**** SUPPLIED RECORDS ****

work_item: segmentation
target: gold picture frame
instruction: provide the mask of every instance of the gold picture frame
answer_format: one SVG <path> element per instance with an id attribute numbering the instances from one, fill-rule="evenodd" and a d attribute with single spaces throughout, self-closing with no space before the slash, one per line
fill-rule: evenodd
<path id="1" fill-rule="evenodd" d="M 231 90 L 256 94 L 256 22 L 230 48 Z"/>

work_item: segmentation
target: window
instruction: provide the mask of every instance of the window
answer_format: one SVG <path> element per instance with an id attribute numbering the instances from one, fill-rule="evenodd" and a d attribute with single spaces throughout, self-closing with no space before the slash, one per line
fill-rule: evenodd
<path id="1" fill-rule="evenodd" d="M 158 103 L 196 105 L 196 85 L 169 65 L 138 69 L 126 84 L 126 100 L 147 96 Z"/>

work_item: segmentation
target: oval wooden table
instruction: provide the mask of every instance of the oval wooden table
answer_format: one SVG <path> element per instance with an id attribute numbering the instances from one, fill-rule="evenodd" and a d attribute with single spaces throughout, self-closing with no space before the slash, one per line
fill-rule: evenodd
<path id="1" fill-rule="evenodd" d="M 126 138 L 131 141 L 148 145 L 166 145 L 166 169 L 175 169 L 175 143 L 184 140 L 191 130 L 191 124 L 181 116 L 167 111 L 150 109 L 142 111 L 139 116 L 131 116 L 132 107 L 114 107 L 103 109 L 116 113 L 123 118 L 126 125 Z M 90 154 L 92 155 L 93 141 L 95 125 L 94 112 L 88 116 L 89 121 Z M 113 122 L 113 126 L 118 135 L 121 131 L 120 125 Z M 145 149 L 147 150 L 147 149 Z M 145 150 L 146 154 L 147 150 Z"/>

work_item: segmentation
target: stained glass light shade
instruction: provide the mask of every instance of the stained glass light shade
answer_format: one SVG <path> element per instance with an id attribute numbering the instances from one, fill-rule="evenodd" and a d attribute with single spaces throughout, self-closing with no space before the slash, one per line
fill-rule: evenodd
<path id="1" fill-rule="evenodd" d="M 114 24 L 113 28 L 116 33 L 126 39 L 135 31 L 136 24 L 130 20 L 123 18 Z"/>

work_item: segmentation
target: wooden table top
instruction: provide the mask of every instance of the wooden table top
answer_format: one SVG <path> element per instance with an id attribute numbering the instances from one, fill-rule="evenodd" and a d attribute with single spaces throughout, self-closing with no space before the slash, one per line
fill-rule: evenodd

****

EXERCISE PROMPT:
Reproduce the listing above line for line, changing no character.

RESPONSE TO THIS TASK:
work_item: segmentation
target: gold picture frame
instruction: provide the mask of every instance of the gold picture frame
answer_format: one SVG <path> element per instance with an id attribute numbering the instances from one, fill-rule="evenodd" and a d attribute with single spaces throughout, self-closing with no space before the slash, one per line
fill-rule: evenodd
<path id="1" fill-rule="evenodd" d="M 231 90 L 256 94 L 256 22 L 230 48 Z"/>

work_item: segmentation
target: window
instruction: provide the mask of every instance of the window
answer_format: one SVG <path> element per instance with an id attribute numbering the instances from one, fill-rule="evenodd" and a d attribute with single spaces throughout, self-closing with no space before the slash, one per line
fill-rule: evenodd
<path id="1" fill-rule="evenodd" d="M 158 103 L 196 105 L 196 85 L 169 65 L 138 69 L 126 84 L 126 100 L 147 96 Z"/>

work_item: segmentation
target: oval wooden table
instruction: provide the mask of every instance of the oval wooden table
answer_format: one SVG <path> element per instance with an id attribute numbering the instances from one, fill-rule="evenodd" and a d attribute with single spaces throughout, self-closing with no space before the slash, one per line
fill-rule: evenodd
<path id="1" fill-rule="evenodd" d="M 126 138 L 131 141 L 148 145 L 166 145 L 166 169 L 175 169 L 175 143 L 184 140 L 191 130 L 191 124 L 181 116 L 167 111 L 150 109 L 142 111 L 139 116 L 131 116 L 132 107 L 114 107 L 103 109 L 116 113 L 123 118 L 126 125 Z M 90 154 L 92 155 L 93 141 L 95 125 L 94 112 L 88 116 L 89 121 Z M 113 122 L 113 126 L 118 135 L 121 131 L 120 125 Z M 145 149 L 147 150 L 147 149 Z M 145 150 L 146 154 L 147 150 Z"/>

work_item: segmentation
target: stained glass light shade
instruction: provide the mask of every instance of the stained glass light shade
answer_format: one SVG <path> element per instance with an id attribute numbering the instances from one, fill-rule="evenodd" and a d attribute with single spaces throughout, self-closing with no space before the slash, one per line
fill-rule: evenodd
<path id="1" fill-rule="evenodd" d="M 114 24 L 113 28 L 116 33 L 126 39 L 135 31 L 136 24 L 130 20 L 123 18 Z"/>

work_item: segmentation
target: wooden table top
instruction: provide the mask of every instance of the wooden table top
answer_format: one SVG <path> element per instance with an id attribute numbering the instances from one, fill-rule="evenodd" and a d attribute with single spaces throughout, self-closing with no space before the slash, one per line
fill-rule: evenodd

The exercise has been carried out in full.